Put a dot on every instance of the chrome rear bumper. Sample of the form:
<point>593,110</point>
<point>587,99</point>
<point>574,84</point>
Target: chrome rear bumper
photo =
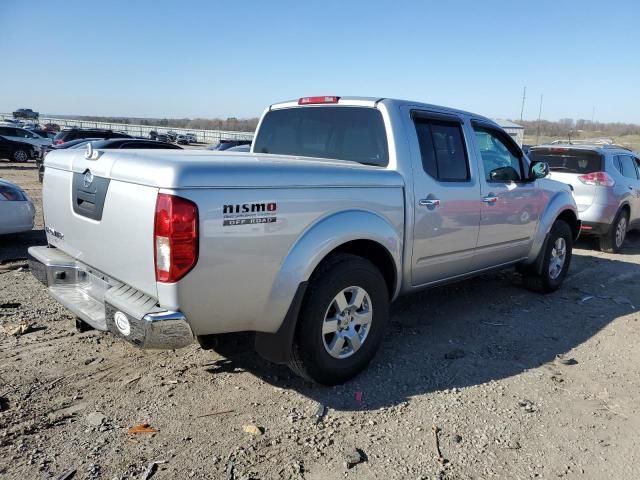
<point>107,304</point>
+ + + + + + +
Please rewrite the records with "chrome" changed to "silver" everywhere and nothing else altered, leaving the pictures out.

Put a dot on every instance of the silver rear bumper. Sample of the form:
<point>593,110</point>
<point>587,99</point>
<point>574,84</point>
Target: silver rear bumper
photo =
<point>107,304</point>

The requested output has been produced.